Lead function, with partition by and order by in P...

fabriciofds · ‎06-27-2022

Hello guys, i need help to replicate the same function i have in sql to power query. I need to bring the result of the previous row of the column "ORGANIZATION_UNIT_ID" partitioned by a cluster which in this case is the "GLOBAL_EMPLOYEE_ID" of the person and ordered by the date (LOAD DATE).

here is the expected result:

LOAD_DATE	GLOBAL_EMPLOYEE_ID	ORGANIZATION_UNIT_ID	Last_Organization_Unit_ID
31/10/2021	2000	1	null
30/11/2021	2000	1	1
31/12/2021	2000	1	1
31/01/2022	2000	2	1
28/02/2022	2000	2	2
31/03/2022	2000	2	2
30/04/2022	2000	1	2
31/05/2022	2000	1	1
30/06/2022	2000	3	1
31/10/2021	1000	1	null
30/11/2021	1000	1	1
31/12/2021	1000	2	1
31/01/2022	1000	2	2
28/02/2022	1000	3	2
31/03/2022	1000	5	3
30/04/2022	1000	5	5
31/05/2022	1000	5	5
30/06/2022	1000	5	5

This is the code I use in sql:

SELECT
  LOAD_DATE,
  ORGANIZATION_UNIT_ID,
  GLOBAL_EMPLOYEE_ID,
  LEAD(ORGANIZATION_UNIT_ID, 1)
  OVER (PARTITION BY GLOBAL_EMPLOYEE_ID
  ORDER BY LOAD_DATE DESC
  ) AS Last_Org_Unit_ID

FROM Table

I've already tried to merge the table with it even using load date -1, but the mass of data I have is very large and makes the process of becoming a data flow unfeasible

If anyone has any ideas, I'd appreciate it.

TASKS TO COMPLETE:
- a) Quote the forum post starting at "fabriciofds · ‎06-27-2022" and ending at "date (LOAD DATE).".
- b) According to the forum post, why did merging the table with itself fail as a solution?
The records are separate from the forum post.

EXCERPTED RECORDS:
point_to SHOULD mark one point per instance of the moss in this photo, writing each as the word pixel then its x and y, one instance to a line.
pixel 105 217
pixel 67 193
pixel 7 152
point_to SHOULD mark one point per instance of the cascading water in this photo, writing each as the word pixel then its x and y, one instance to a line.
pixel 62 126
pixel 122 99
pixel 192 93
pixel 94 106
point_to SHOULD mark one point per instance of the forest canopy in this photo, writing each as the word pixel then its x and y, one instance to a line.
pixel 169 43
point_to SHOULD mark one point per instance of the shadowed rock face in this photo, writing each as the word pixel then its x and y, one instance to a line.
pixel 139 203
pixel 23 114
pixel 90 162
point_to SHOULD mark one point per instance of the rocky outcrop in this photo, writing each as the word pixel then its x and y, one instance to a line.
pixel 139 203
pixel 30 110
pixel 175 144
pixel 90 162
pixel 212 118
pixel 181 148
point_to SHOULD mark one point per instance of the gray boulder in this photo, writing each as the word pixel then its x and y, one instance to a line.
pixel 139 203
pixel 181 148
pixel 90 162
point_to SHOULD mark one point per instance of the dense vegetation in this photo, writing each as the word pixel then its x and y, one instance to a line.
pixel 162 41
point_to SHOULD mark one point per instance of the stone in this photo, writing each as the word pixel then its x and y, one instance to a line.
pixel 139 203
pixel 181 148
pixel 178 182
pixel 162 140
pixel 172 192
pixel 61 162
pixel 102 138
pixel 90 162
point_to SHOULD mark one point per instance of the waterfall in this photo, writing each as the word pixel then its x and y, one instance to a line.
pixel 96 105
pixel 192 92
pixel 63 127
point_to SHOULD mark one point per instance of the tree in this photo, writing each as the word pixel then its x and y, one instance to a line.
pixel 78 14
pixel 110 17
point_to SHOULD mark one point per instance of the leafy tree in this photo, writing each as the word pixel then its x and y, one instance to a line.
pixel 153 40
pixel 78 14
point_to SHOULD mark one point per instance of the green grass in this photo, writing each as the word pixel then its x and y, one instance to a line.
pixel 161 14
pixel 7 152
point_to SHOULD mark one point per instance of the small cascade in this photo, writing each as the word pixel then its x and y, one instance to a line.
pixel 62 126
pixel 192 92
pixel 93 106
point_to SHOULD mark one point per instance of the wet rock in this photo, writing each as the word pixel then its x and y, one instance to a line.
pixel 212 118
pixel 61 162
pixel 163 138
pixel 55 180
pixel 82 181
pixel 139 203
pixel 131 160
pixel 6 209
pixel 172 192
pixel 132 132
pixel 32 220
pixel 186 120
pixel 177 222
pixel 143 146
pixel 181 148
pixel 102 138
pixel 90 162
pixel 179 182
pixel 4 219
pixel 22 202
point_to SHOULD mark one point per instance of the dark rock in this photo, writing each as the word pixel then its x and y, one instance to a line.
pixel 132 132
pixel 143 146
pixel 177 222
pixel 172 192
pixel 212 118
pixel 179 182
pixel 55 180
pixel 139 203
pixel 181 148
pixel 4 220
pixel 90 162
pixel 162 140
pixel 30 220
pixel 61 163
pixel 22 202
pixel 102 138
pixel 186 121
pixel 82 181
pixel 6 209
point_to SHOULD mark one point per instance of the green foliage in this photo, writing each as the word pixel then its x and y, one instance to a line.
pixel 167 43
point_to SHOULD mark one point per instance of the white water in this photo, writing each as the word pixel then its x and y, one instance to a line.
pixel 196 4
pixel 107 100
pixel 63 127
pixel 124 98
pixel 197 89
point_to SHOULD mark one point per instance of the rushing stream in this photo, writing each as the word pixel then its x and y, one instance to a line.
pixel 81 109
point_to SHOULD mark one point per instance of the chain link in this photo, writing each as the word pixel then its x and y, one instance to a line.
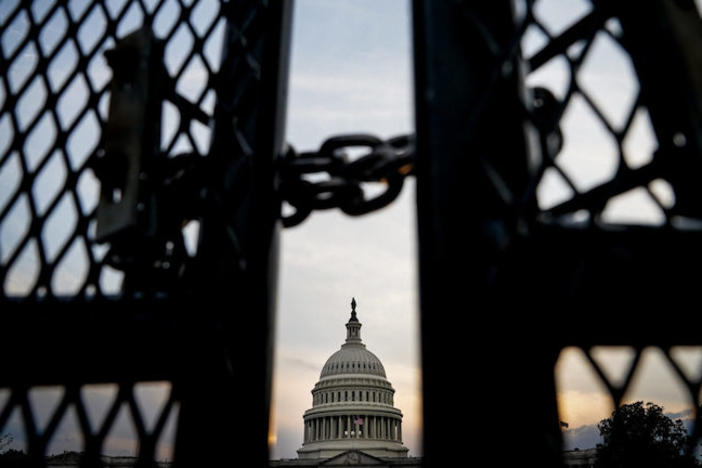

EXERCISE SOLUTIONS:
- a)
fabriciofds · ‎06-27-2022

Hello guys, i need help to replicate the same function i have in sql to power query. I need to bring the result of the previous row of the column "ORGANIZATION_UNIT_ID" partitioned by a cluster which in this case is the "GLOBAL_EMPLOYEE_ID" of the person and ordered by the date (LOAD DATE).

- b) The poster tried merging the table with itself, even using load date -1. The volume of data is very large, so that approach made turning the process into a data flow unfeasible.